**INSTRUCTIONS:**
• 1. In the post about Speaker Boehner's "grand bargain," which two House GOP fiscal strategists are said to be privately reassuring nervous Republicans?
• 2. Return the portion of the post on Boehner's "grand bargain" running from "In the first" to "put themselves in.", copied word for word.
• 3. Resume the post on Boehner's "grand bargain" and the debt-ceiling standoff, picking up right after its last sentence.

**PROVIDED PASSAGE:**
┄┄┄┄┄┄┄┄┄┄

The word from Capitol Hill is that Speaker Boehner wants to resolve the current stalemate over the CR and the impending stalemate over the debt ceiling through a “grand bargain” on fiscal issues. Boehner reportedly has long wanted such a bargain. And now, according to NRO’s Bob Costa, “the House GOP’s most influential fiscal strategists, Dave Camp and Paul Ryan, are privately reassuring nervous Republicans that. . .a budget deal is in the works — and they should be enthused about what they’re cooking up.”
Boehner, Ryan, and Camp apparently thinking big. Their “grand bargain” reportedly would encompass entitlement reforms, such as chained CPI, elimination of the medical-device tax, delays to parts of Obamacare, and tax reform in exchange for delaying aspects of sequestration and extending the debt limit. The Democrats would, of course, seek increased revenues, whether through tax reform or increased rates under the current system.
Boehner’s grand bargain strategy sounds too good to be true, and probably is — not the reports that this is what he wants, but the notion that the Democrats will enable him to achieve a good bargain.
As October 17 (the deadline for raising the debt ceiling) approaches, the two most likely scenarios (in no particular order) are (1) widespread public disgust about the government shutdown with most blame going to the Republicans and (2) indifference to the shutdown. The other possibilities are widespread disgust with blame falling equally or falling mostly on the Democrats. But even with President Obama overplaying his hand, these scenarios are less likely than the first two.
In the first scenario, the Democrats will continue to play hard ball as October 17 approaches, either by rejecting “grand bargain” talks or driving a very hard bargain. Republicans might end up making a bad bargain just to escape from the box they have put themselves in.

┄┄┄┄┄┄┄┄┄┄

**MATERIAL PROVIDED:**
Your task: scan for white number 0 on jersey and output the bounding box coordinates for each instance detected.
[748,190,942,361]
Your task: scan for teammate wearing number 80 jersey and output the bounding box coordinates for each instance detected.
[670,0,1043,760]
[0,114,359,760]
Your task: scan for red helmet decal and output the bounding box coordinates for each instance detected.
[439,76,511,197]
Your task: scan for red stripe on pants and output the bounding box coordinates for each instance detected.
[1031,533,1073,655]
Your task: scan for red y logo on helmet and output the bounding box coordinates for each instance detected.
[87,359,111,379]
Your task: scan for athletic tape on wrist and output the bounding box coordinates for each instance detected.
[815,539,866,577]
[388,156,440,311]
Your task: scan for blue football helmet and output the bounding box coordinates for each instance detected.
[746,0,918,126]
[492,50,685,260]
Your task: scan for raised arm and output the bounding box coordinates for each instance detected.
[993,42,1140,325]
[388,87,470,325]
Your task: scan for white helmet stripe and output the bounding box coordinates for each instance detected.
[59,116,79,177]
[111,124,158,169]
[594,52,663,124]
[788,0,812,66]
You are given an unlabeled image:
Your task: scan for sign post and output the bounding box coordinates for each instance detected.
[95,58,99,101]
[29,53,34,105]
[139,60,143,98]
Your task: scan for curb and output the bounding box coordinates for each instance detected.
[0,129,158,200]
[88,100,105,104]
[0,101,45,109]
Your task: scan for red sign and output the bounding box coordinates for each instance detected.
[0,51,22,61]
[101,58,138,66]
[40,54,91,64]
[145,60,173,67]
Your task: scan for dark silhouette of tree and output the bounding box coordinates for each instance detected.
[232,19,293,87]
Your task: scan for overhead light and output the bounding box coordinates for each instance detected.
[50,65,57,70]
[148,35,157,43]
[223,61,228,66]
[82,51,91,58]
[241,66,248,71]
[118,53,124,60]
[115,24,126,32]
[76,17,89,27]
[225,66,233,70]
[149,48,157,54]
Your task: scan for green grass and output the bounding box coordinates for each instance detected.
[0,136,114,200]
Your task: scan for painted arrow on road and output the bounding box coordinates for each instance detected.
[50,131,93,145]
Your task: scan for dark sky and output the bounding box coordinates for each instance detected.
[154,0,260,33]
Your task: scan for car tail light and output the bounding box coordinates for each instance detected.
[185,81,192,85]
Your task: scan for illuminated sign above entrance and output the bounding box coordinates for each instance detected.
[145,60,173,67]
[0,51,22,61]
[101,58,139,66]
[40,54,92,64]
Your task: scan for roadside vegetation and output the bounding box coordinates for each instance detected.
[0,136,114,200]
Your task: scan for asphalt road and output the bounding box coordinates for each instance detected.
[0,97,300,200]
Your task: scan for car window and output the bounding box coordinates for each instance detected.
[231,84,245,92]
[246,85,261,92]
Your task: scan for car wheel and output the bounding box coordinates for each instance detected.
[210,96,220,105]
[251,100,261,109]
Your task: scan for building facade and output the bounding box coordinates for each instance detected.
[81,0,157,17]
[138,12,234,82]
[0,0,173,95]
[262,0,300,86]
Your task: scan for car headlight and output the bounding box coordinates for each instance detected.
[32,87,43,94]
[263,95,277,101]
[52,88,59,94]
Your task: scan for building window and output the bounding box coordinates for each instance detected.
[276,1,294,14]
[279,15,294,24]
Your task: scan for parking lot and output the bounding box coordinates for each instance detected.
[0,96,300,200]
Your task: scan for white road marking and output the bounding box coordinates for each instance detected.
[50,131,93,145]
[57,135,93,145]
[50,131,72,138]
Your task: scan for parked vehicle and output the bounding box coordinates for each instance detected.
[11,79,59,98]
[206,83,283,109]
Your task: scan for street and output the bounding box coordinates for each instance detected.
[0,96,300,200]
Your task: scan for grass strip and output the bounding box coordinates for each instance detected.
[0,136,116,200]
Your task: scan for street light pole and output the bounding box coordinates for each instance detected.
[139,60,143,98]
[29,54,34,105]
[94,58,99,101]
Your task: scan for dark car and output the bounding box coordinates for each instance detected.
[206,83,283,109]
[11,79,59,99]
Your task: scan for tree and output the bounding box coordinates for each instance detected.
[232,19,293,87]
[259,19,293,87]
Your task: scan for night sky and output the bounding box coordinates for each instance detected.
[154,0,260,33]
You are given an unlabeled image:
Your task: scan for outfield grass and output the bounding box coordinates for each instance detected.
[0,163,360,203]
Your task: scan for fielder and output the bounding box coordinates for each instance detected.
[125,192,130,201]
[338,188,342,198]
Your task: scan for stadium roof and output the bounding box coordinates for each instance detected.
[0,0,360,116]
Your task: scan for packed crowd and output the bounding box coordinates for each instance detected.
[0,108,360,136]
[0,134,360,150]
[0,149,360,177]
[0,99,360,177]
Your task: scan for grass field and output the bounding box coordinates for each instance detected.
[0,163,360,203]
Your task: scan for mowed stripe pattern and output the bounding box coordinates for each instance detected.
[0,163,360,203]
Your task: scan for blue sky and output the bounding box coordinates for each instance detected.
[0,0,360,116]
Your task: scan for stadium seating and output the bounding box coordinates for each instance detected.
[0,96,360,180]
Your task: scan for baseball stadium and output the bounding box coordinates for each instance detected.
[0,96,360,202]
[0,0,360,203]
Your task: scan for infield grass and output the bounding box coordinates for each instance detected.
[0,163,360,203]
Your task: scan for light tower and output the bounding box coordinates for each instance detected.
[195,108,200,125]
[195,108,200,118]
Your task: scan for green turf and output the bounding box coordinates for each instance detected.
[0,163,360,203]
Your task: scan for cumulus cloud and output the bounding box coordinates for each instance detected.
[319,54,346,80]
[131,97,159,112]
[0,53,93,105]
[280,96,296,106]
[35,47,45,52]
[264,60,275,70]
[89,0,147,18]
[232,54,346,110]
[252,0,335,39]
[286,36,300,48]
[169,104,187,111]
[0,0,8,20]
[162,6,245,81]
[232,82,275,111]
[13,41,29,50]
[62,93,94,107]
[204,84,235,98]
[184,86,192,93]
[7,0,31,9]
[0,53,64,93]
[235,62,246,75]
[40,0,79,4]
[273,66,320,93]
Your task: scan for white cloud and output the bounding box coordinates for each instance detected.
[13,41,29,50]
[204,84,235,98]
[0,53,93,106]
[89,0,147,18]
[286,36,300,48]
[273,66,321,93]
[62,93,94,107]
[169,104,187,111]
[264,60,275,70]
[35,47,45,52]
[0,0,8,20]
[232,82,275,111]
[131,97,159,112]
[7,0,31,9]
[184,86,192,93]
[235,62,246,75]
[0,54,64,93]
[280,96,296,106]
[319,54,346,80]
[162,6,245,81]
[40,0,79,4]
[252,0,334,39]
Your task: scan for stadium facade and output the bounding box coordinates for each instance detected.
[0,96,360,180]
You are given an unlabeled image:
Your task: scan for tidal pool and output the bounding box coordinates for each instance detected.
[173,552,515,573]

┄┄┄┄┄┄┄┄┄┄

**ANSWERS PROVIDED:**
• 1. Dave Camp and Paul Ryan.

• 2.
In the first scenario, the Democrats will continue to play hard ball as October 17 approaches, either by rejecting “grand bargain” talks or driving a very hard bargain. Republicans might end up making a bad bargain just to escape from the box they have put themselves in.

• 3.
In the second scenario — public indifference to the shutdown — the Democrats may well double down on their current “no pain for the public, no gain for the Dems” strategy. Knowing that the public almost certainly will not be indifferent to the consequences of the government being unable to borrow money, Obama may reject negotiations and dare Boehner and company to refuse to raise the debt ceiling.
As Republican members see their vision of a grand bargain turn into a grand illusion, and the economy very possibly about to take a big hit, they likely will back down quickly. Throughout this process, Republicans have been less unified than Democrats.
The other problem is the scope of a grand bargain. It’s difficult to see how it could be hammered out by October 17. So the parties presumably would have to reopen the government and raise the debt ceiling for a period sufficient to reach the bargain. But if the Democrats continue to believe they have the upper hand by a good margin, or will have it if the debt ceiling isn’t raised, they may lack sufficient incentive to accept a temporary truce.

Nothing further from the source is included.